QUÉ HACER => Recopila todas las líneas de los ítems de abajo que contengan la palabra "hair".
━━━━━━
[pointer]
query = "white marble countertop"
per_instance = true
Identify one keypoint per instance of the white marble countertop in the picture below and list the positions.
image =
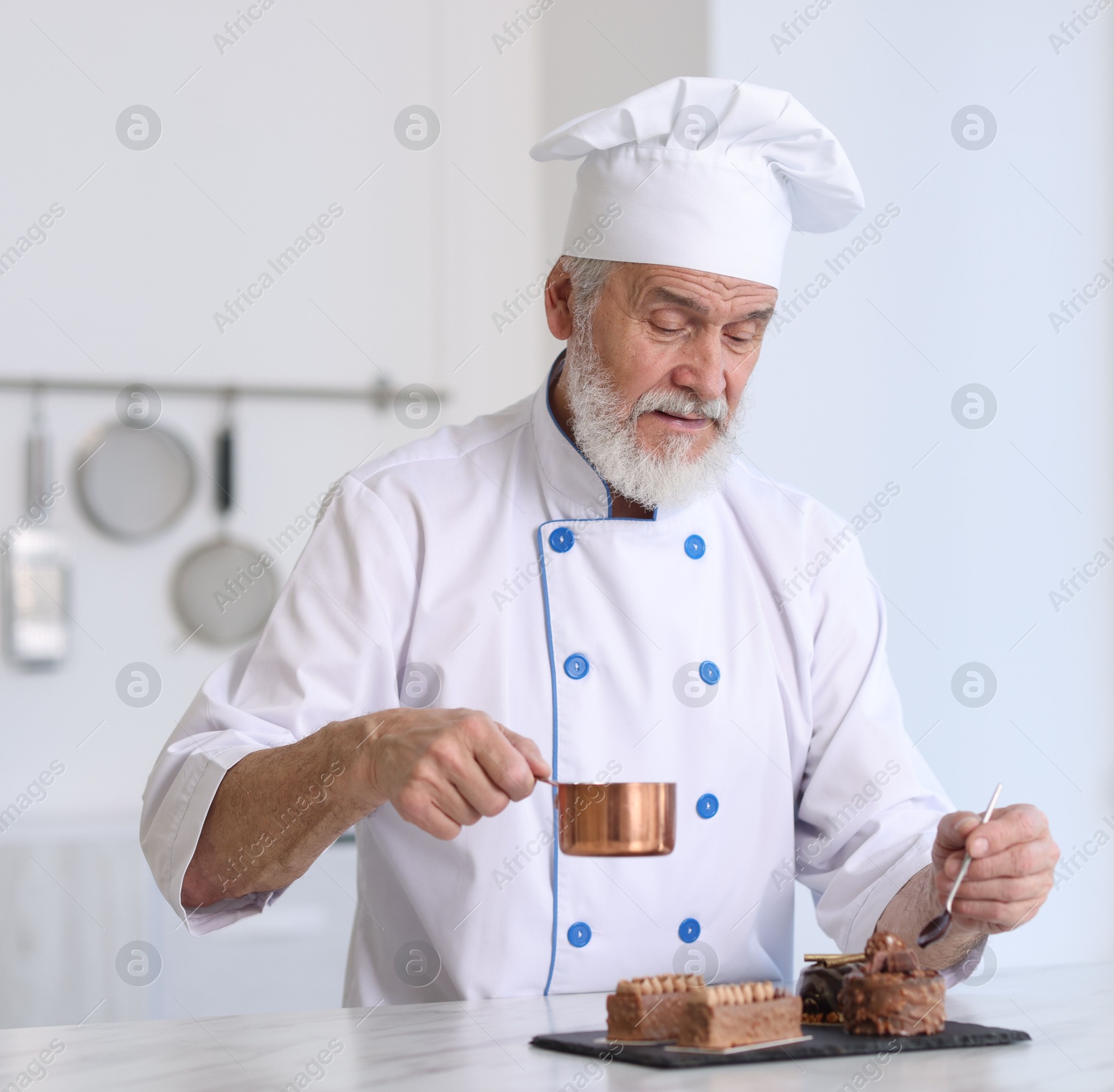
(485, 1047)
━━━━━━
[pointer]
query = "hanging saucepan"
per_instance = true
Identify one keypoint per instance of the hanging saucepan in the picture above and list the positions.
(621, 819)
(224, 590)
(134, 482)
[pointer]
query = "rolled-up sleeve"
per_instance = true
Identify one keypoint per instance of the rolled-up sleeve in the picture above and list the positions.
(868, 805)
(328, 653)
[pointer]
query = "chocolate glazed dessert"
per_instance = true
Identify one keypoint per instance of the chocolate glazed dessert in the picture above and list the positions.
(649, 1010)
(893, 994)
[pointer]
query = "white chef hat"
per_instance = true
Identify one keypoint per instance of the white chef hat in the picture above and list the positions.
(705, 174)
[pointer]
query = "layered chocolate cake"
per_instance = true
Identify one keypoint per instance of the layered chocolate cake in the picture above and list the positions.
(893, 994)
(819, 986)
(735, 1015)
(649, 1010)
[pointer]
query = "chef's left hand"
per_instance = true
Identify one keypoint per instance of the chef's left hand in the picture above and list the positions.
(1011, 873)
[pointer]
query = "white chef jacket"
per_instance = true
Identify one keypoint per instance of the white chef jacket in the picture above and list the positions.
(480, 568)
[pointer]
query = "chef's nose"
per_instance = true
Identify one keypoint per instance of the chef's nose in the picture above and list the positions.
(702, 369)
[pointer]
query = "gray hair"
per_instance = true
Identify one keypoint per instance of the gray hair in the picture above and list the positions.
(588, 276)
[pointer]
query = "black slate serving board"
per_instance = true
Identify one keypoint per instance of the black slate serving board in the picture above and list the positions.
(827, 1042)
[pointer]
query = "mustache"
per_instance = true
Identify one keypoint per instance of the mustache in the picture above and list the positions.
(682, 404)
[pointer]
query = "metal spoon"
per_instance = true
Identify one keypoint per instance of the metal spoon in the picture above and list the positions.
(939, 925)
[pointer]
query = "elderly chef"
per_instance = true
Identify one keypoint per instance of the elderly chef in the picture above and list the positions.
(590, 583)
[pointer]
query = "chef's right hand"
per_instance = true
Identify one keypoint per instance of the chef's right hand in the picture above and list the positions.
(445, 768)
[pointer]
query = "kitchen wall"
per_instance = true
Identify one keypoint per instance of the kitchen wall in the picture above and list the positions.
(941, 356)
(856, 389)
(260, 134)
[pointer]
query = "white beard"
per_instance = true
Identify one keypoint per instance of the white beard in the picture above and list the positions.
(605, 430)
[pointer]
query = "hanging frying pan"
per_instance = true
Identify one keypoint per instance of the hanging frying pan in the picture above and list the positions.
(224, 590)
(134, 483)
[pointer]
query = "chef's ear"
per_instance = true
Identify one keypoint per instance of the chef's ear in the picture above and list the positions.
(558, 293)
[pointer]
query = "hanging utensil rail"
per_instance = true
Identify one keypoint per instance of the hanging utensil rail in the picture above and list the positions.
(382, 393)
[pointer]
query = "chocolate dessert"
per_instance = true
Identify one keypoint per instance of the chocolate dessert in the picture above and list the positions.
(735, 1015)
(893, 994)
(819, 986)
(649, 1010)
━━━━━━
RESULTADO OBTENIDO =>
query = "gray hair"
Identify one keypoint per instance of the gray hair in the picture above and list the positions.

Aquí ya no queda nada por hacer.